Work request 1
In the passage on the Zika virus mutation, change "mutant virus" to "S139N variant" and write out the stretch from "The investigators then" through "the cortical plate.".
Work request 2
According to the passage on the Zika virus mutation, when did the mutation causing the S139N substitution first emerge?

Passage to read
•••••
The investigators then studied the impact of the altered virus (with S139N substitution) in the embryonic microcephaly model. Infection with the mutant virus was associated with more severe microcephaly, more cortical thinning, more robust infection of neuronal progenitor cells, and more cell death in the cortical plate.
Thus, a single mutation could cause a specific amino acid substitution (S139N) in the Zika virus. This mutation first emerged in early 2013 and has persisted since. The cell data, mouse results, and clinical experience all are consistent in showing that this newly evolved Zika strain is associated with aggressive and destructive pathology in developing central nervous systems (and, it seems from clinical experience, with changes leading to Guillain-Barré syndrome). Studies in related dengue viruses suggest that this specific amino acid substitution is part of the prM protein that affects the timing of fusion of viral particles to infected cells.
•••••
Saved data entries
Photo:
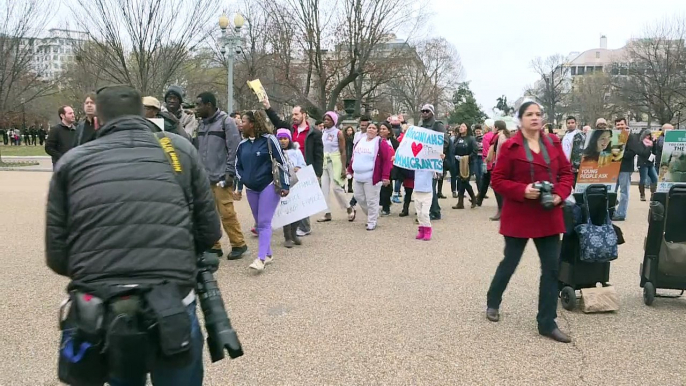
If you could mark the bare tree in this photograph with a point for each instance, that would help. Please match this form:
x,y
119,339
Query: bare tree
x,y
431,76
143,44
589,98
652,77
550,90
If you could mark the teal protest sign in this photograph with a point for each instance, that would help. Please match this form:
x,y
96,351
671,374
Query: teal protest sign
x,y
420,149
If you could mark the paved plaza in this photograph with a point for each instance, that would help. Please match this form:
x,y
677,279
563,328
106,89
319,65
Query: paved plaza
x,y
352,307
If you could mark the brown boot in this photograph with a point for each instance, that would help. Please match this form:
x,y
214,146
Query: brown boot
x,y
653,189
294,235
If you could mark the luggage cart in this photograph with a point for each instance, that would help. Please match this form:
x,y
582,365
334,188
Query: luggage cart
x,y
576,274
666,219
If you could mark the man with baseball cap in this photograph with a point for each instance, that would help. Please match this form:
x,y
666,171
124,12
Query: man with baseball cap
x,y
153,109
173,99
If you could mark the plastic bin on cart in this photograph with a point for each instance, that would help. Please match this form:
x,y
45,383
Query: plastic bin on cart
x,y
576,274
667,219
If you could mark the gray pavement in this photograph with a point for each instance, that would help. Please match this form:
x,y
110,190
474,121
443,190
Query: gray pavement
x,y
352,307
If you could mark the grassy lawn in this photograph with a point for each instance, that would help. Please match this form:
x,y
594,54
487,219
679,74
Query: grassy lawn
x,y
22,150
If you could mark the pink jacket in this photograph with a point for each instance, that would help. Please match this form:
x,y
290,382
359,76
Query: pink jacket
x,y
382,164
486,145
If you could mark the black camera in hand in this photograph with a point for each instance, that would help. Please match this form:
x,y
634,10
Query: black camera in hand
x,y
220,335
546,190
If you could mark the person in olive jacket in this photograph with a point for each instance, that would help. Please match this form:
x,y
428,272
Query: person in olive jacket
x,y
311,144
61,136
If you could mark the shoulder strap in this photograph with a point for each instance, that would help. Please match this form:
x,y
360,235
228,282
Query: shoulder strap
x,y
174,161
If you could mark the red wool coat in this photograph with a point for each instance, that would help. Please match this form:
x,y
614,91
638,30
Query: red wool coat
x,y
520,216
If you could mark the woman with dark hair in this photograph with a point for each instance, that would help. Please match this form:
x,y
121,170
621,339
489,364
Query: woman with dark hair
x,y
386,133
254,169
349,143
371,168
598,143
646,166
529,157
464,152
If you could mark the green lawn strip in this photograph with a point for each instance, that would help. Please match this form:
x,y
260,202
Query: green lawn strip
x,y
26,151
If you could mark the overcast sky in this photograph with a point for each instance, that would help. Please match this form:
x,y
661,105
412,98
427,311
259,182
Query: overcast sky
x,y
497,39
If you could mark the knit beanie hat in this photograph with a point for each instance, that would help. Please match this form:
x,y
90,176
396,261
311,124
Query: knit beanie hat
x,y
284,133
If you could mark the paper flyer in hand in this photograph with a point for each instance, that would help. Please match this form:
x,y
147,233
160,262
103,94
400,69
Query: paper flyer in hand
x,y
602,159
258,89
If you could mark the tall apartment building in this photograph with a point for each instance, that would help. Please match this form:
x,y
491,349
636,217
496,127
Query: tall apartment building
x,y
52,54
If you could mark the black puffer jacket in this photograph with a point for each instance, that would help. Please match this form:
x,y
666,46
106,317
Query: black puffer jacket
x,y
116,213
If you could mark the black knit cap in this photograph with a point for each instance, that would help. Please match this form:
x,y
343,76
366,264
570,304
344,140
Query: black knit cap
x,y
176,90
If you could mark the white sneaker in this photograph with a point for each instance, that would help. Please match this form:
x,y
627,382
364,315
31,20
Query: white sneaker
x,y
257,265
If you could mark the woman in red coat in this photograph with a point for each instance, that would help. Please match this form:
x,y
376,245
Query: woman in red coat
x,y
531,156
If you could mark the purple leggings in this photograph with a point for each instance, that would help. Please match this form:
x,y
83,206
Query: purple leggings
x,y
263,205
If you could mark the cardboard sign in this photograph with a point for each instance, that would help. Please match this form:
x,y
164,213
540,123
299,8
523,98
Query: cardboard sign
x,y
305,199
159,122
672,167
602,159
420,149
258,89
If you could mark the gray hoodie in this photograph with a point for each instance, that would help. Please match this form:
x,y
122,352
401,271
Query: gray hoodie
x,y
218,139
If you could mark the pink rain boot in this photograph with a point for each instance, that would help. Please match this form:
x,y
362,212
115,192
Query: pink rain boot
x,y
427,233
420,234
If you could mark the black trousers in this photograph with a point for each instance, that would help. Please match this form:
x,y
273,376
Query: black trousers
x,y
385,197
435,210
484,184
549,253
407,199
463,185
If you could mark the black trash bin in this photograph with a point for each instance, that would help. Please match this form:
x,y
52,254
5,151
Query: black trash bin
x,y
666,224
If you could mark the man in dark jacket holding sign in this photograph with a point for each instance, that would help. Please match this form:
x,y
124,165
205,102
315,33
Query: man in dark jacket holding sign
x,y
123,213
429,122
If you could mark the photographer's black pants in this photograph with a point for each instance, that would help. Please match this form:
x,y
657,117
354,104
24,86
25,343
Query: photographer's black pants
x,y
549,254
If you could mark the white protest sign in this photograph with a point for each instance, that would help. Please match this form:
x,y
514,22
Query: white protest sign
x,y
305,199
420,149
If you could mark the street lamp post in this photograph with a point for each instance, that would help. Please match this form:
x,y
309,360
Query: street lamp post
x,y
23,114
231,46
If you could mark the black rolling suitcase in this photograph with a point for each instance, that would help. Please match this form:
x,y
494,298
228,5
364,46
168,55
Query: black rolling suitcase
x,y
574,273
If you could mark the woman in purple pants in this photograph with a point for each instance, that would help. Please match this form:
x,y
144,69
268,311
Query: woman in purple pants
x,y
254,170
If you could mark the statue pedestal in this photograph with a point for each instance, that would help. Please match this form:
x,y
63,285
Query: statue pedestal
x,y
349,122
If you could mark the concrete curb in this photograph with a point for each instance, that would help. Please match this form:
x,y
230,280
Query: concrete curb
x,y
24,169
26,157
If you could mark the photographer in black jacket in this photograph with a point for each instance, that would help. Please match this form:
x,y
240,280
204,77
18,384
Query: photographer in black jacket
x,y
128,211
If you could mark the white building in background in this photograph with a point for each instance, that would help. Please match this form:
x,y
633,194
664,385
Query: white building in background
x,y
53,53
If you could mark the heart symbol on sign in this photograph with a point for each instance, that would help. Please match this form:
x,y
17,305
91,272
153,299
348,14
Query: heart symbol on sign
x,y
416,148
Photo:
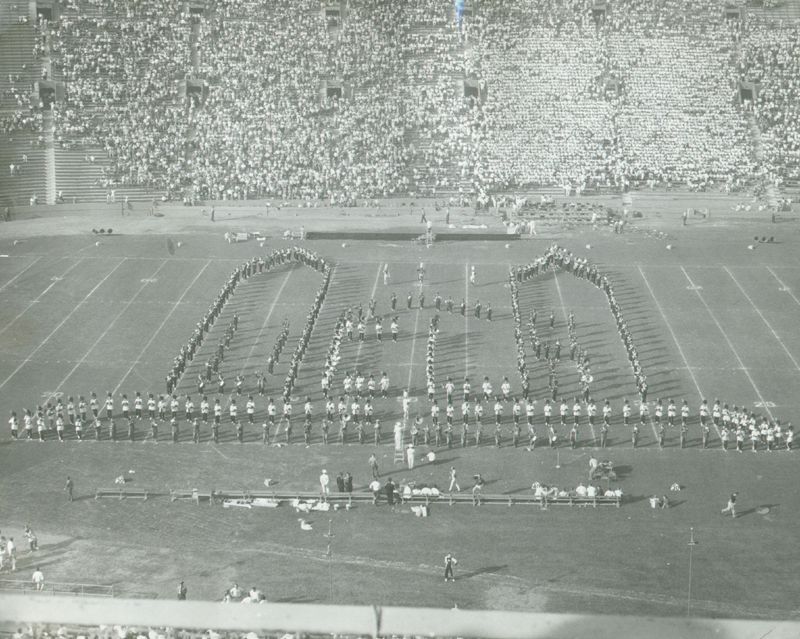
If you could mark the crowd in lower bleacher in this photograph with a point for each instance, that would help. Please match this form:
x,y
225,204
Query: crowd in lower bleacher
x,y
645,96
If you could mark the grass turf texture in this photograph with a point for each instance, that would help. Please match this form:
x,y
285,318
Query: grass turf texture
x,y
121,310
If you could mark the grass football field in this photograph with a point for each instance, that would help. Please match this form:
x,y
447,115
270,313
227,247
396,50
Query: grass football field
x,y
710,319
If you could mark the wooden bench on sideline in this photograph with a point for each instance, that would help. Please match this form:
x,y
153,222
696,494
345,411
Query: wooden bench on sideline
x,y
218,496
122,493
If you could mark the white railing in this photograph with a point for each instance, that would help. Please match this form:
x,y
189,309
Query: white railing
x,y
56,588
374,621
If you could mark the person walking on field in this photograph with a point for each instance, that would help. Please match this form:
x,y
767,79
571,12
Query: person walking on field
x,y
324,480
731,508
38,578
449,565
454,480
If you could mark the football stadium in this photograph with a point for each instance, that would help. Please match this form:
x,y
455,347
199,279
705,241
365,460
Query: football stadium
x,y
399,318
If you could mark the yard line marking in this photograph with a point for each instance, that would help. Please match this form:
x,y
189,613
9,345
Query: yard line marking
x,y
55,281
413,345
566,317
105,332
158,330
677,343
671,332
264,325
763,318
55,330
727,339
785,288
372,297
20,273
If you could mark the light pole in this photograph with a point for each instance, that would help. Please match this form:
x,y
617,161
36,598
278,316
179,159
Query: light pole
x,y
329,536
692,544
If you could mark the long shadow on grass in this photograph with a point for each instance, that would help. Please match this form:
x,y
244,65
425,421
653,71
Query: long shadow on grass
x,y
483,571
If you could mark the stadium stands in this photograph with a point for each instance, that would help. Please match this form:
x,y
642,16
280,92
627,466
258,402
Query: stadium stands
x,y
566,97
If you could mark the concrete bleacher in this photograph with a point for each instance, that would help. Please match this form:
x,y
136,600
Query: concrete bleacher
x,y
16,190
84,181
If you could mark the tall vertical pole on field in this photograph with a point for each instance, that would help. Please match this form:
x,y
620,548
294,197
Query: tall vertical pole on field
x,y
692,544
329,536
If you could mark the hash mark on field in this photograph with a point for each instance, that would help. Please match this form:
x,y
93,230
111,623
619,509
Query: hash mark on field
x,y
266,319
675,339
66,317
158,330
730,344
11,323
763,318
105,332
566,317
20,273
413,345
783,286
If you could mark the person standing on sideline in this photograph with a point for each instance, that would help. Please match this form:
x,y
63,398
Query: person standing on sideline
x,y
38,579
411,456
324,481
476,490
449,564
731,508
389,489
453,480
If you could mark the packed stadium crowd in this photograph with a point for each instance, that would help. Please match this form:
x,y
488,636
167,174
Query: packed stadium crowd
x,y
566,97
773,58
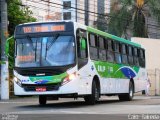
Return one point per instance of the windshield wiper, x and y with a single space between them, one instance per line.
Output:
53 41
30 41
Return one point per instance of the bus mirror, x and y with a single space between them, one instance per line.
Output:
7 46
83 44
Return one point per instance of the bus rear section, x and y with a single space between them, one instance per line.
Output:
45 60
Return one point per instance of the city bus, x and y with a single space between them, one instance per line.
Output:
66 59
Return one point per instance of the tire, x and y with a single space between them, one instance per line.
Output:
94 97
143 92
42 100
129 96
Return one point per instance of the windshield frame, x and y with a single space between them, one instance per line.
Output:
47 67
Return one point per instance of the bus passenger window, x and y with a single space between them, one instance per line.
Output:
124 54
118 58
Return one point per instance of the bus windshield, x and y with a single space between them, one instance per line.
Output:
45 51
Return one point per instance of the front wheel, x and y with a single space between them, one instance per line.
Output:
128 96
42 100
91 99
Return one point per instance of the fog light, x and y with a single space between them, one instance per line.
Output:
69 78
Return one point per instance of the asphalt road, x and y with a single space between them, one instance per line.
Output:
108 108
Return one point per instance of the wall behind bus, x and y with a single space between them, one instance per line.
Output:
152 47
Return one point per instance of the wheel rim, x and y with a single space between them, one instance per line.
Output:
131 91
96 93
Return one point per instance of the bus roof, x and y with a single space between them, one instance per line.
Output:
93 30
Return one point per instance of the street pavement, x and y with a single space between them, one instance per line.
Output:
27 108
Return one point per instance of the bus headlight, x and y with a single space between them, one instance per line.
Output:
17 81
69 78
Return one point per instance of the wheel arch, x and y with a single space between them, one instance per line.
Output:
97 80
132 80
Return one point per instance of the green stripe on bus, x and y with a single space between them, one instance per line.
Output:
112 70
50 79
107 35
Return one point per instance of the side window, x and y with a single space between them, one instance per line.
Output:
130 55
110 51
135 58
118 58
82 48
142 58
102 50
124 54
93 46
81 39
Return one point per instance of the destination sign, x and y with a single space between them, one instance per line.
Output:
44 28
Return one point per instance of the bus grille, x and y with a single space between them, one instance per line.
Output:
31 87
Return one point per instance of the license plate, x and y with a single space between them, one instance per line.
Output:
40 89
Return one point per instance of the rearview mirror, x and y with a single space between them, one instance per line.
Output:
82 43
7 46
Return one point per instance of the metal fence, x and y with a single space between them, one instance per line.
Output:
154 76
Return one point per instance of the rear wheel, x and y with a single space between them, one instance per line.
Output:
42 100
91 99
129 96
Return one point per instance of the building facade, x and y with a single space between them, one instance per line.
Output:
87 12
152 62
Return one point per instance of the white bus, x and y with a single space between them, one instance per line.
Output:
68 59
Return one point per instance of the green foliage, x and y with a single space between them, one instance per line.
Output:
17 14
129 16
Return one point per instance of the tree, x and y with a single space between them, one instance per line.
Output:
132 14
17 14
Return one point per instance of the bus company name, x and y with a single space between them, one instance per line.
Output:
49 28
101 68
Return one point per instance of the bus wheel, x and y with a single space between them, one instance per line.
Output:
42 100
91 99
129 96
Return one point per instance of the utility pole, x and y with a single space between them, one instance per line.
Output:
•••••
Task result 1
The investigators then studied the impact of the altered virus (with S139N substitution) in the embryonic microcephaly model. Infection with the S139N variant was associated with more severe microcephaly, more cortical thinning, more robust infection of neuronal progenitor cells, and more cell death in the cortical plate.

Task result 2
It first emerged in early 2013.